> **Что сделать**: Перепишите слово в слово записи с самого начала до строки с «[[183, 164]]» включительно.

[Извлечённые записи]
☆ ☆ ☆ ☆ ☆

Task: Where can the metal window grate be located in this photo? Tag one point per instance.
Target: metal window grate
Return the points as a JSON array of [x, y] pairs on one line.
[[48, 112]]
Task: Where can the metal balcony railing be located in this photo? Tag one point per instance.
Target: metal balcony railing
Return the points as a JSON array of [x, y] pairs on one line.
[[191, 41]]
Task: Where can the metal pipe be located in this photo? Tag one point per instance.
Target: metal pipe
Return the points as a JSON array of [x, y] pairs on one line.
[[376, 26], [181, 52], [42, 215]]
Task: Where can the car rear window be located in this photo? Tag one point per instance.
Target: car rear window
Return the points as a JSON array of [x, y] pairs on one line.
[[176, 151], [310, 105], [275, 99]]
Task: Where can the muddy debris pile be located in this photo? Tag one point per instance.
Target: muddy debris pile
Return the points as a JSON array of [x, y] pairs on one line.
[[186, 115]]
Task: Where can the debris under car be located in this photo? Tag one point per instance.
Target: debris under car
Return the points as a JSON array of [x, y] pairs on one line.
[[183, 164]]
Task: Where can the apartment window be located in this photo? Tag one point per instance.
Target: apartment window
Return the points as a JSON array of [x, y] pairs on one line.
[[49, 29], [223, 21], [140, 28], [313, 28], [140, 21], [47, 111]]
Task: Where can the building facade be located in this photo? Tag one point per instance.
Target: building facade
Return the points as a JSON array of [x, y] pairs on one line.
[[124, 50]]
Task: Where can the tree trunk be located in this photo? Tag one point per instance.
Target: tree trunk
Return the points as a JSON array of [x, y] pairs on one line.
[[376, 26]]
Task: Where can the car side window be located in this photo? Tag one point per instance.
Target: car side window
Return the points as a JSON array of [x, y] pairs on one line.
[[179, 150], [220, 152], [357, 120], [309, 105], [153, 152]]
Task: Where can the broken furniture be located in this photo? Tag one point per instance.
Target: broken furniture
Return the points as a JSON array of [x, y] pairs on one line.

☆ ☆ ☆ ☆ ☆

> **Ответ к заданию**:
Task: Where can the metal window grate be located in this photo? Tag one point per instance.
Target: metal window grate
Return the points as a JSON array of [x, y] pairs on one line.
[[48, 112]]
Task: Where can the metal balcony railing be located in this photo? Tag one point per instance.
Target: metal balcony railing
Return the points as a JSON array of [x, y] pairs on one line.
[[191, 41]]
Task: Where can the metal pipe be located in this photo? Tag one point per instance.
Target: metal pipe
Return the points as a JSON array of [x, y] pairs on one line.
[[376, 26], [181, 52], [42, 215]]
Task: Where can the car rear window be located in this photo? Tag one point per instance.
Target: car rear window
Return the points as a JSON array of [x, y] pairs on one line.
[[176, 151], [310, 105], [275, 99]]
Task: Where can the muddy debris pile be located in this photo? Tag one point per instance.
Target: muddy debris pile
Return the points as a JSON array of [x, y] pairs on one line.
[[186, 115]]
Task: Where can the debris under car be located in this photo? Tag one point per instance.
Target: debris under car
Return the points as a JSON array of [x, y] pairs on one line.
[[183, 164]]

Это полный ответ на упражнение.